:: Set problem ::
Repeat every one of the rows below word for word, keeping each line unchanged.

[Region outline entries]
++++++++++++++++++++
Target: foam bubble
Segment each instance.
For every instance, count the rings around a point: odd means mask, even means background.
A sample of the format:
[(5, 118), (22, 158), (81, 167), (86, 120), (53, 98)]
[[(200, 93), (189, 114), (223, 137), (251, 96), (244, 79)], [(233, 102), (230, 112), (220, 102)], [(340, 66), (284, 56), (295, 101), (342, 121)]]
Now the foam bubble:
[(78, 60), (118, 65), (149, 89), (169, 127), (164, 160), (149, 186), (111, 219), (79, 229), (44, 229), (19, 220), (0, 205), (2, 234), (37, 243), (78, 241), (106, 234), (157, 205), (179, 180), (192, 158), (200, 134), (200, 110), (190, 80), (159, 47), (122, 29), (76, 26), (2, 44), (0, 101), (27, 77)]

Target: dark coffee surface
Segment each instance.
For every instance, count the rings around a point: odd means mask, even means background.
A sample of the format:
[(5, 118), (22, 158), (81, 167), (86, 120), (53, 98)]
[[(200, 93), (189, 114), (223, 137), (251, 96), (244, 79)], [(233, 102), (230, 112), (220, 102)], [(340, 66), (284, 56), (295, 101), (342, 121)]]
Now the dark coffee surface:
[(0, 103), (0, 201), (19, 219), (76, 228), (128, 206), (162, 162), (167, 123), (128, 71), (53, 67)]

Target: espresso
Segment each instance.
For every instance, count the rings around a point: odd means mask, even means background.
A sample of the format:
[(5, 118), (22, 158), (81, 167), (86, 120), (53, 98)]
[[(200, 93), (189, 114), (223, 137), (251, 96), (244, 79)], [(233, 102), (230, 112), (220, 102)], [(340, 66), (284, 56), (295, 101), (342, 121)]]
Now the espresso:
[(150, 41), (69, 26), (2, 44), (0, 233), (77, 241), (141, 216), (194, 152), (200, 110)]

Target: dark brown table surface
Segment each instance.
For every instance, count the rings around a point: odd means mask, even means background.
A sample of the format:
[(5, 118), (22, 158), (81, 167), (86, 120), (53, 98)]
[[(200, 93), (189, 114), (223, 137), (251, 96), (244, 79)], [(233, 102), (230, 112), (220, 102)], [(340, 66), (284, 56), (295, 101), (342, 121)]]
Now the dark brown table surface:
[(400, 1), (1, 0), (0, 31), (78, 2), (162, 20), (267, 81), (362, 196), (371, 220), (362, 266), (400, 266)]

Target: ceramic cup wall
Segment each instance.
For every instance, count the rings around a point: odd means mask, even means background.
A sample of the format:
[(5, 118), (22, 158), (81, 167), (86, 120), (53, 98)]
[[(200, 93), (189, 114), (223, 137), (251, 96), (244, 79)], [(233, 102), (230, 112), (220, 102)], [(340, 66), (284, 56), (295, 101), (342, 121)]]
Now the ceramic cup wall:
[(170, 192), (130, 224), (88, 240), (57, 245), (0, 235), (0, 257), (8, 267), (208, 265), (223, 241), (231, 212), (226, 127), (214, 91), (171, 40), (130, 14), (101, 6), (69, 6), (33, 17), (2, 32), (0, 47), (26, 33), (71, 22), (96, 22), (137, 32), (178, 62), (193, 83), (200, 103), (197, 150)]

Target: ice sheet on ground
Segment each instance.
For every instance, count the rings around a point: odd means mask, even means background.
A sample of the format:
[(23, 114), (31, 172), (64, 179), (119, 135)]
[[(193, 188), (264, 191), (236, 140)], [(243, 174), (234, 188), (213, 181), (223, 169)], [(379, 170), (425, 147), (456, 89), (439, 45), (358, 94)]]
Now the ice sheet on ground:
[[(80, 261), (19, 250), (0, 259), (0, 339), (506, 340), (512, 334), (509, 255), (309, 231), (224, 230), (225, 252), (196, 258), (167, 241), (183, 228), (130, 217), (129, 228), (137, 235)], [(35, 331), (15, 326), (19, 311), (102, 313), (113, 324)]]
++++++++++++++++++++
:: Exercise output ::
Target: foam bubble
Segment each instance.
For every instance, count the rings around a point: odd means mask, even means background.
A sample of the format:
[(5, 118), (22, 158), (81, 167), (86, 120), (53, 98)]
[[(200, 93), (189, 114), (223, 137), (251, 96), (244, 79)], [(233, 102), (230, 112), (220, 102)], [(340, 66), (284, 56), (295, 101), (342, 121)]]
Now the foam bubble:
[(78, 60), (118, 65), (149, 89), (169, 127), (164, 160), (149, 186), (111, 219), (79, 229), (44, 229), (19, 220), (0, 205), (2, 234), (37, 243), (78, 241), (106, 234), (157, 205), (179, 180), (192, 158), (200, 134), (200, 110), (190, 80), (159, 47), (122, 29), (76, 26), (2, 44), (0, 101), (27, 77)]

Target: dark coffee surface
Segment each instance.
For every instance, count the rings around a point: odd means mask, even means background.
A sample of the format:
[(5, 118), (22, 158), (81, 167), (86, 120), (53, 98)]
[[(200, 93), (189, 114), (223, 137), (251, 96), (244, 79)], [(233, 102), (230, 112), (220, 102)], [(340, 66), (284, 56), (295, 101), (342, 121)]]
Now the dark coffee surface:
[(0, 103), (0, 201), (19, 219), (76, 228), (128, 206), (162, 162), (167, 123), (128, 71), (53, 67)]

Target: espresso
Segment each instance.
For every instance, count the rings around a point: odd means mask, even means background.
A sample of the format:
[(5, 118), (22, 158), (81, 167), (86, 120), (53, 98)]
[[(200, 93), (189, 114), (223, 137), (251, 96), (244, 79)], [(233, 102), (230, 112), (220, 102)], [(340, 66), (284, 56), (295, 101), (342, 121)]]
Now the espresso:
[(150, 41), (69, 26), (2, 44), (0, 233), (77, 241), (141, 216), (194, 152), (200, 110)]

Target: dark brown table surface
Segment each instance.
For every instance, count the rings around a point: odd means mask, even means background.
A sample of the format:
[(5, 118), (22, 158), (81, 167), (86, 120), (53, 98)]
[[(200, 93), (189, 114), (223, 137), (251, 96), (244, 79)], [(233, 102), (230, 112), (220, 102)], [(340, 66), (284, 56), (295, 101), (342, 121)]]
Now the dark brown table surface:
[(400, 1), (1, 0), (0, 31), (78, 2), (162, 20), (267, 81), (362, 196), (371, 220), (362, 266), (400, 266)]

Target: ceramic cup wall
Segment each instance.
For every instance, count the rings around a point: odd means mask, even means background.
A sample of the format:
[(5, 118), (22, 158), (81, 167), (86, 120), (53, 98)]
[[(200, 93), (189, 114), (223, 137), (251, 96), (244, 79)], [(233, 102), (230, 112), (220, 102)], [(340, 66), (284, 56), (295, 101), (342, 121)]]
Now the ceramic cup wall:
[(170, 192), (130, 224), (88, 240), (57, 245), (0, 235), (0, 257), (8, 267), (208, 265), (223, 241), (231, 212), (226, 127), (214, 91), (171, 40), (130, 14), (101, 6), (69, 6), (33, 17), (2, 32), (0, 47), (26, 33), (71, 22), (96, 22), (137, 32), (178, 62), (193, 83), (200, 103), (197, 150)]

Target: ice sheet on ground
Segment each instance.
For every instance, count the rings around a point: odd means mask, even means background.
A sample of the format:
[(23, 114), (31, 172), (64, 179), (119, 135)]
[[(193, 188), (264, 191), (236, 140)], [(243, 174), (234, 188), (213, 181), (223, 169)], [(379, 170), (425, 147), (456, 89), (439, 45), (358, 94)]]
Now the ice sheet on ground:
[[(80, 261), (19, 250), (0, 259), (0, 339), (506, 340), (512, 334), (509, 255), (309, 231), (224, 230), (225, 252), (196, 258), (167, 241), (183, 228), (130, 217), (129, 228), (137, 235)], [(35, 331), (15, 326), (19, 311), (102, 313), (113, 324)]]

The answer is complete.